## [Provided passage]
----------

A quisling is a howling lonely void, a trans person who never found their chosen family and instead filled the hole in their heart by fawning over whatever fascist daddy figure will have them. The belief that they are seen as equals by the gorgons they labor for is nothing but a pleasant delusion. It’s like when a cat sits at a dinner table and waits to eat with the rest of the family, except a family that owns a cat generally loves it. Nobody loves a quisling.
Eventually too many of Angela’s campers end up MIA, and that’s when she learns that she is still a disposable entity to the camp she has literally killed for. This leads to the climactic finale, where the aforementioned cop’s son is trapped with Angela in the abandoned cabin where she has been stacking corpses in cheery tableaus and pretending to feed them canned beans. The cop's son furiously confronts Angela with evidence of her crimes, calling her by her dead name and misgendering her in the process. Even under duress, he instinctively weaponizes Angela’s trans identity to hurt her and remind her that she doesn’t really belong to the community she craves.
And this is where Angela proves herself a quisling. While the Angela in the previous film was secretive about her transsexuality, this Angela cheerily acknowledges she’s had “an operation” alongside the mental health treatment she received following all the murders. “I’ve been Angela Johnson for four years. I did my time! Two years of therapy, electroshock, every kind of pill you’ve heard of plus an operation. I’m completely cured!”
Angela is ranting these words in the interior of the abandoned cabin where she committed several atrocities at Camp Arawak, a blood-soaked cradle that she hides in for comfort throughout the film. She insists that the pills and surgeries have cured her of her murderous compulsions while standing in front of the dead campers she has burned, stabbed, and drowned in a disused porta-potty. However, she says these things with the conviction of the true believer, a person whose faith requires an acceptable sacrifice to the warped patriarchal mindset she has newly dedicated her life to upholding.

----------

## [Records provided]
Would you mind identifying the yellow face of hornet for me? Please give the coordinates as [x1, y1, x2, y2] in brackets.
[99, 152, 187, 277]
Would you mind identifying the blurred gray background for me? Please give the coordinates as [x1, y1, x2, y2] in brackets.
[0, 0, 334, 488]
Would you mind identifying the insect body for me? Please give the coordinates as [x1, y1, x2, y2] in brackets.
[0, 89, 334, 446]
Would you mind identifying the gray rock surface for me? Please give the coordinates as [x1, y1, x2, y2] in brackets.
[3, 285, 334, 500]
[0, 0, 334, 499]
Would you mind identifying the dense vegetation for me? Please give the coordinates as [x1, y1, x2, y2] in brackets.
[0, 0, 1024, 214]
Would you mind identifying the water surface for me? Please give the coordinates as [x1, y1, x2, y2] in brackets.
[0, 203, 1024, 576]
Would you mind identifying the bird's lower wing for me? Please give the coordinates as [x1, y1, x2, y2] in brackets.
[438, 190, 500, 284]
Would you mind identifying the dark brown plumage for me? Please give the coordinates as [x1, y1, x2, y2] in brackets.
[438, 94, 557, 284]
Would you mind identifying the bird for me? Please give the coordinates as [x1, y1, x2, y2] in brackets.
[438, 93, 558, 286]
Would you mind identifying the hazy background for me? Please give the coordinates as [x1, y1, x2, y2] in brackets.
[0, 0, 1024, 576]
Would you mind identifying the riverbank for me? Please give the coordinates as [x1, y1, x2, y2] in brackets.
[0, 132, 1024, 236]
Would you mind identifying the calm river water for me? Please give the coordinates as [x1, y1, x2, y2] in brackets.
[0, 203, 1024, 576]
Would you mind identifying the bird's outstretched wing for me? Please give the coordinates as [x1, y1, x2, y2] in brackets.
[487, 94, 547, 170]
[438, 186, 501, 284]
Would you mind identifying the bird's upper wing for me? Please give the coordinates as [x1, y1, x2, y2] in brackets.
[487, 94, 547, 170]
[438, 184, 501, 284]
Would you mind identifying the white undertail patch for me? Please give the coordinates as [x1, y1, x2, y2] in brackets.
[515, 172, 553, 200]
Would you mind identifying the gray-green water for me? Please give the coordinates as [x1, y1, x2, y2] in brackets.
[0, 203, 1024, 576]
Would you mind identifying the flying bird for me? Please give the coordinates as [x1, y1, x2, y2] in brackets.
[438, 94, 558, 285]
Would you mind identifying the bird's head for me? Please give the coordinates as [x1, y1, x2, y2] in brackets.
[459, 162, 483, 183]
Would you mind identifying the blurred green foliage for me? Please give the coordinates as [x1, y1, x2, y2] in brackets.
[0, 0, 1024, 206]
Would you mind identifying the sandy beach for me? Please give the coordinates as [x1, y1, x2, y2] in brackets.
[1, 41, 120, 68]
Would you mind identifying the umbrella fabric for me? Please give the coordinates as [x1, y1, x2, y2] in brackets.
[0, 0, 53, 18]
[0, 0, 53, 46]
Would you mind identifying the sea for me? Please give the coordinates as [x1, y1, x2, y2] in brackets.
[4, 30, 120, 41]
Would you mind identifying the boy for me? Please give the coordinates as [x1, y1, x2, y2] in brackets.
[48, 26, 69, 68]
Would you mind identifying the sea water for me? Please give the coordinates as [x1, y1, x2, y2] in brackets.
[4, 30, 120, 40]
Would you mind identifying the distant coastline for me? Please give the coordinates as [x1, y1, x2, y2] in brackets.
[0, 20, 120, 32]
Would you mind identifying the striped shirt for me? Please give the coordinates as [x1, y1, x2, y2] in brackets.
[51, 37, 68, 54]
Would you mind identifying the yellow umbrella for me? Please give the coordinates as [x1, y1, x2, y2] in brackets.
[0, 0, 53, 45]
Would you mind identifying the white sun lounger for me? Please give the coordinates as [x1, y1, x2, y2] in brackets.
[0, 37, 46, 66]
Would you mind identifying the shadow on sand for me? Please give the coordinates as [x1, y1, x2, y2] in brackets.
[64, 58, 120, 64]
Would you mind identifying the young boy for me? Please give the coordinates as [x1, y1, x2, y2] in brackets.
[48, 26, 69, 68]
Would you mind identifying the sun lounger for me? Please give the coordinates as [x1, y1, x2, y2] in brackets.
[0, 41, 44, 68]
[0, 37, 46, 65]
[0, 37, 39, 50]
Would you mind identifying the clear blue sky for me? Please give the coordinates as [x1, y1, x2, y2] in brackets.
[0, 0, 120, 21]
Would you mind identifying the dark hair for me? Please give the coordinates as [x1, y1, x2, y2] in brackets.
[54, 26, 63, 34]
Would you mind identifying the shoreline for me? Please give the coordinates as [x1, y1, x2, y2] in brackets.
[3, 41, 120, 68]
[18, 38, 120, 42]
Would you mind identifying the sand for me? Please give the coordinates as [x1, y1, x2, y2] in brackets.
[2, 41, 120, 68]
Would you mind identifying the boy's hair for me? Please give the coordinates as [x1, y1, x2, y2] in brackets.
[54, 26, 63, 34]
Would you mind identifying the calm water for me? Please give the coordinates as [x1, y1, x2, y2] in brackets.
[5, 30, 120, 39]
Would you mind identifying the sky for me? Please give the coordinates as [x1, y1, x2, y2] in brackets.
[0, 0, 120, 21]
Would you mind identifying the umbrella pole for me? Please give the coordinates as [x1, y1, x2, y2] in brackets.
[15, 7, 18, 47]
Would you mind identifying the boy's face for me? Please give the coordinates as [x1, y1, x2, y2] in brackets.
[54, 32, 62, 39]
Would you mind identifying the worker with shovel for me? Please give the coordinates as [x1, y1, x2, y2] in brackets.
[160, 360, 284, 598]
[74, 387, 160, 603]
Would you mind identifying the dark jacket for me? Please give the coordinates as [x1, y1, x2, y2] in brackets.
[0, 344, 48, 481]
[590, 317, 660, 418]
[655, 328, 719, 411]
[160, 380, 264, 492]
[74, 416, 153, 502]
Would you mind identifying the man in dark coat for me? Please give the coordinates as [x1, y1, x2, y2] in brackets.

----------

## [Required tasks]
1. In the passage about Angela, how long does Angela say she has been Angela Johnson?
2. Reproduce word for word the stretch of the passage about Angela from "A quisling is" through "loves a quisling.".
Rely solely on the passage about Angela and disregard the data.

## [Written responses]
1. Four years.

2.
A quisling is a howling lonely void, a trans person who never found their chosen family and instead filled the hole in their heart by fawning over whatever fascist daddy figure will have them. The belief that they are seen as equals by the gorgons they labor for is nothing but a pleasant delusion. It’s like when a cat sits at a dinner table and waits to eat with the rest of the family, except a family that owns a cat generally loves it. Nobody loves a quisling.